* BEGIN TEXT SECTION *

9.Further Warranties

 

The Parties hereby agree to sign, as soon as possible, all reasonable and necessary documents or documents conducive to the Parties for the purposes of performing this Agreement, and further take all reasonable and necessary actions or actions conducive to the Parties for the purposes of performing this Agreement.

 

10.Miscellaneous

 

10.1Modification, Amendment and Supplement

 

Any modification, amendment and supplement to this Agreement shall be made upon written consent by the Parties.

 

10.2Observance of Laws and Regulations

 

The Parties shall observe all PRC laws and regulations and confirm that each Party’s operations fully comply with such laws and regulations.

 

10.3Complete Agreement

 

Except for the written modification, amendment and supplement to this Agreement after its signing, this Agreement shall constitute the complete Agreement made by the Parties in relation to the aforesaid matters.

 

10.4Title

 

The titles in this Agreement are for convenience only and shall not be used for interpretation, description or other purposes that may affect the meanings of provisions herein.

 

10.5Language

 

This Agreement is made in Chinese in five (5) originals.

 

10.6Severability

 

If any of the terms or conditions hereunder or any portion thereof shall be invalid, illegal, or unenforceable under any applicable PRC laws, the validity, legality and enforceability of the remaining provisions hereunder shall not be in any way affected or impaired. The Parties shall negotiate in good faith to reach an agreement on a provision to replace the invalid. The economic effect resulting from such valid provisions shall be equal to that from the invalid, illegal or unenforceable provisions.

 

10.7Successor

 

This Agreement is binding upon each Party’s successors and transferees of equity interest, as if they were the contracting Parties hereof.

 

10.8Continuous Validity

 

Any obligations due or becoming due before the expiry of this Agreement shall continue to be valid after the expiry.

 

10.9Non-waiver

 

The failure of any Party to exercise its rights to investigate the breach of any other Party in any specific case shall not be deemed a waiver of such rights in any other cases alike or not.

 

 6 

 

  

[Signature Page to Exclusive Call Option Agreement]

 

Party A (Seal): Beijing Zhong Zhi Shi Zheng Data Information Technology Co., Ltd.

 

Legal representative or authorized agent (Signature): /s/ Tianquan Mo  

 

Party B (I): Tianquan Mo

 

Signature: /s/ Tianquan Mo  

 

Party B (II): Yu Huang

 

Signature: /s/ Yu Huang  

 

Party C (Seal): Beijing Zhong Zhi Hong Yuan Data Information Technology Co., Ltd.

 

Legal representative or authorized agent (Signature): /s/ Yu Huang  

 

 

 7 

 

 

 

Exhibit 4.59

 

Supplementary Agreement to the Exclusive Call Option Agreement

 

This Agreement is made and entered into by the Parties below on October 1, 2018 in Beijing:

 

Party A: Beijing Zhong Zhi Shi Zheng Data Information Technology Co., Ltd. (“Party A” to the Exclusive Call Option Agreement)

* END TEXT SECTION *

SET OF TASKS:
A – From the contract excerpt, extract the passage starting with "10.2Observance of Laws" and going on through "the aforesaid matters.".
B – Render this sentence from the contract excerpt in Spanish: "Any modification, amendment and supplement to this Agreement shall be made upon written consent by the Parties."
C – For each statement, say whether the contract excerpt agrees, and quote the words that decide it. (i) The agreement is made in English in five originals. (ii) The titles in the agreement are not to be used for interpretation. (iii) The agreement binds each Party's successors.

* BEGIN MATERIAL *

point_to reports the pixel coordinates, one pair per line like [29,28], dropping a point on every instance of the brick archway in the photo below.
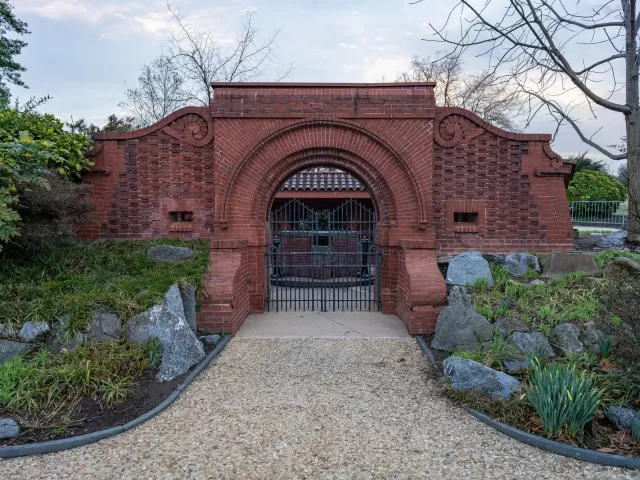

* END MATERIAL *

TASK RESULTS:
A –
10.2Observance of Laws and Regulations

 

The Parties shall observe all PRC laws and regulations and confirm that each Party’s operations fully comply with such laws and regulations.

 

10.3Complete Agreement

 

Except for the written modification, amendment and supplement to this Agreement after its signing, this Agreement shall constitute the complete Agreement made by the Parties in relation to the aforesaid matters.

B – Cualquier modificación, enmienda y suplemento a este Acuerdo se realizará con el consentimiento por escrito de las Partes.

C –
(i) No: "This Agreement is made in Chinese in five (5) originals."
(ii) Yes: "The titles in this Agreement are for convenience only and shall not be used for interpretation"
(iii) Yes: "This Agreement is binding upon each Party’s successors and transferees of equity interest"